[Questions on the material]:
a: Rewrite the paragraph of the article on Ištanuwa that begins "Some of the deities attested" as a list that names each deity with its domain.
b: Answer these questions from the article on Ištanuwa, one line each:
(i) Along which river was Ištanuwa located?
(ii) What did the Hittites call the language of Ištanuwa?
(iii) How many texts dated to the 1500s BC mention Ištanuwa?
c: Reproduce word for word the part of the article on Ištanuwa that opens with the words containing "The toponym Ištanuwa" and closes with "in Assyrian records.".
== Page excerpt ==
Ištanuwa was a town in Bronze Age Anatolia located along the Šaḫiriya river and known to the Hittites as the site of a regional religious festival. Its inhabitants were Luwic speakers. Cultic practices associated with the town are believed to have been antecedents of the same tradition that spawned the Iliad and the Odyssey.

== Etymology ==

The toponym Ištanuwa is named only in the Luwian ritual texts known as the Songs of Ištanuwa and the Songs of the Men of Lallupiya. Woudhuizen regarded it as an Arzawan word that originated before "the infiltration of Thracian and Phrygian population groups" ultimately derived from the Indo-Iranian root istan ("land") and the foreign ethnic designation nuwā-um ("Luwian"). Laroche believed it was a Hittite word that "must be derived from that of the Anatolian Sun deity" Istanu and the nominal stem -wa so prominent in Taurisan Luwian. An alternate spelling of Aštanuwa is found in Assyrian records.

== Language ==

The language of Ištanuwa is now understood as a dialect of luwili, perhaps influenced by an unknown Arzawan language. Called ištanumnili by the Hittites, it lacked some of the innovative forms (genitive plural and related adjectives) of luwili and appears to have been regarded as a separate language.

==Geography==

Ištanuwa was located "in the Luwian-speaking territories west and southwest of Hatti proper," near the Sakarya River in classical Phrygia at or near Gordion.

== History ==

There are thirty-six texts dated to the 1500s BC which mention Ištanuwa, all of which contain Hittite descriptions of the men of the town undertaking religious rituals or celebrations and/or the gods of the polity themselves. The opening line of one song - "When they came to steep Wilusa" has been interpreted to suggest a Luwian counterpart to the Homeric traditions of Ancient Greece, where "the Hittites participated in the network of traveling poets who were the ancestors of the poets working in the oral tradition that eventually produced the Illiad."

Certain rituals have been linked to the subsequent Greek cult of Cybele. The town seems to have been a regional cult center, with a local festival lasting several days. The appearance of the Hittite great king and queen suggests a corresponding festival at Hattusa attended by the men of Ištanuwa. The religious celebrations included chants in the local dialect as well as specific ritual conduct:

This text describes a very odd rite involving a physician who pierces himself with two needles. He dances and turns and then only draws the needles out of his body and drinks wine. Then he pierces other persons with the needles. As far as we know, this rite is unparalleled in the Hittite literature. It is very tempting to believe that it is a very local ritual tradition, although we cannot prove it.

Some of the deities attested for Istanuwa included the grain god Warwaliya, the wine god Winiyanda, the dancing god Tarwaliya, the field god Immaršiya, the trade god Iyašalla, the protective god Runtiya, the plague god Iyarri and the garden goddess Maliya.

The tyoponym Ištanuwa disappeared with the emergence of the Phrygians, either already resident west of the Šaḫiriya river or in the process of immigrating from Thrace and Macedonia.
===
== Data shown ==
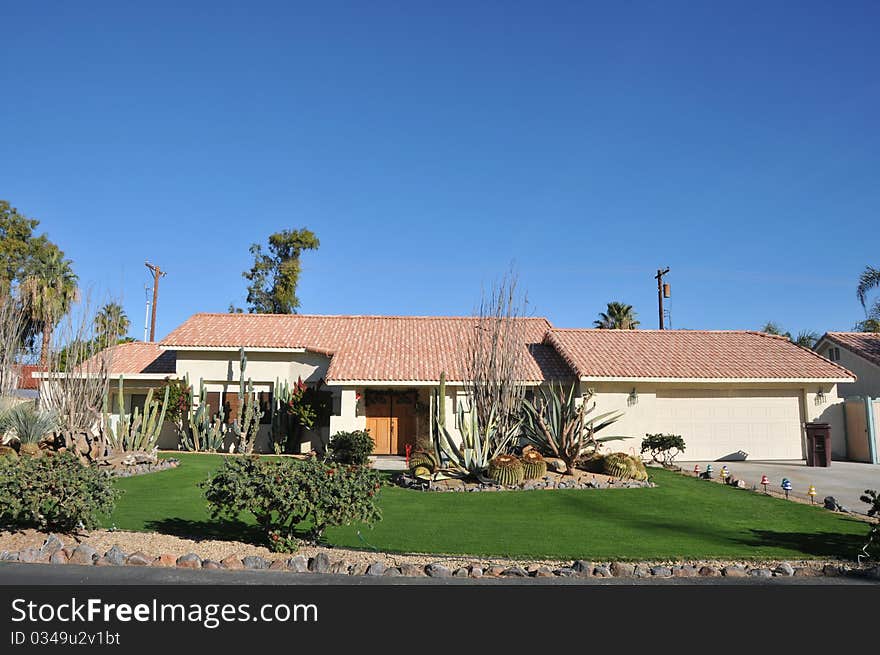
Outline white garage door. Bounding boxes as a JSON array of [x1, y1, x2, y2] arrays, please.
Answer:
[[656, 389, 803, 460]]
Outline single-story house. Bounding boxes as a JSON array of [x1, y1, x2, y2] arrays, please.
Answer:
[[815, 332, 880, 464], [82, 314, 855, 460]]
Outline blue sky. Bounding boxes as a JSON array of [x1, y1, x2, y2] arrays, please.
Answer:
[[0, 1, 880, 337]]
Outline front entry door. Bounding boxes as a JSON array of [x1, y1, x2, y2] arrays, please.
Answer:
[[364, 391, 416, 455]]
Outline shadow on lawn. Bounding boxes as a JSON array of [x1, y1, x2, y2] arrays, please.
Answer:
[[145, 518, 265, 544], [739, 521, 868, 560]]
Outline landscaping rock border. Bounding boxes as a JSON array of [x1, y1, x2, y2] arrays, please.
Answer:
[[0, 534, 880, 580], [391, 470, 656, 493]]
===
== Data shown ==
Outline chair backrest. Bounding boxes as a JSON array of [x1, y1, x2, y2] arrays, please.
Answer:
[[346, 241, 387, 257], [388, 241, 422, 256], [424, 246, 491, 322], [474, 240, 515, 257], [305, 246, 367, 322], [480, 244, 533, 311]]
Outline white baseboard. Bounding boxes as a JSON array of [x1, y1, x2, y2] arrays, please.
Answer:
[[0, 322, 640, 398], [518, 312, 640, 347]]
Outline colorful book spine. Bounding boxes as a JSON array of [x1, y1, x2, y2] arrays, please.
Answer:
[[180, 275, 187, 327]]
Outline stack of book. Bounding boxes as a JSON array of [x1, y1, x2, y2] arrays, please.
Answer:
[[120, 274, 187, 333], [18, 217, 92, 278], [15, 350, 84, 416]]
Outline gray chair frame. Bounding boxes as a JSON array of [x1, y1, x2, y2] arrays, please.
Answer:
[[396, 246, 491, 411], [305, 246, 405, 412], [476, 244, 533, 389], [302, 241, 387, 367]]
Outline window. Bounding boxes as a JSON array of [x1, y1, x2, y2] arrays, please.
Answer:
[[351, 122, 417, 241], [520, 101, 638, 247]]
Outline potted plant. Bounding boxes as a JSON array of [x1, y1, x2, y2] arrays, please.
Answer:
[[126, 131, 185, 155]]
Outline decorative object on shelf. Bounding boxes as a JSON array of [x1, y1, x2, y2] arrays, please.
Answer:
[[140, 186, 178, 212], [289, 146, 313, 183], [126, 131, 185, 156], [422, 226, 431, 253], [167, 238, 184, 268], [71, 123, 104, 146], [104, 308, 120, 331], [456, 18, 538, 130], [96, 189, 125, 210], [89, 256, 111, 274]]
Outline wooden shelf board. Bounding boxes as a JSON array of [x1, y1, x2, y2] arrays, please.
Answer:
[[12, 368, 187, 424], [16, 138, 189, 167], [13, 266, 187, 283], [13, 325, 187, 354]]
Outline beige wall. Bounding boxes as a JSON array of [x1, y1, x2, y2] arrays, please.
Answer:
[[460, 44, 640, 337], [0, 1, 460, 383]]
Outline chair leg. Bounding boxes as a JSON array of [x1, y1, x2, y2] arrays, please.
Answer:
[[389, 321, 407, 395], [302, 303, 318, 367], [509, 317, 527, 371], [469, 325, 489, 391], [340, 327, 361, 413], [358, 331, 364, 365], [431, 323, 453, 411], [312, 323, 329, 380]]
===
[Task results]:
a:
- Warwaliya: grain god
- Winiyanda: wine god
- Tarwaliya: dancing god
- Immaršiya: field god
- Iyašalla: trade god
- Runtiya: protective god
- Iyarri: plague god
- Maliya: garden goddess

b:
(i) The Šaḫiriya river.
(ii) Ištanumnili.
(iii) Thirty-six.

c:
The toponym Ištanuwa is named only in the Luwian ritual texts known as the Songs of Ištanuwa and the Songs of the Men of Lallupiya. Woudhuizen regarded it as an Arzawan word that originated before "the infiltration of Thracian and Phrygian population groups" ultimately derived from the Indo-Iranian root istan ("land") and the foreign ethnic designation nuwā-um ("Luwian"). Laroche believed it was a Hittite word that "must be derived from that of the Anatolian Sun deity" Istanu and the nominal stem -wa so prominent in Taurisan Luwian. An alternate spelling of Aštanuwa is found in Assyrian records.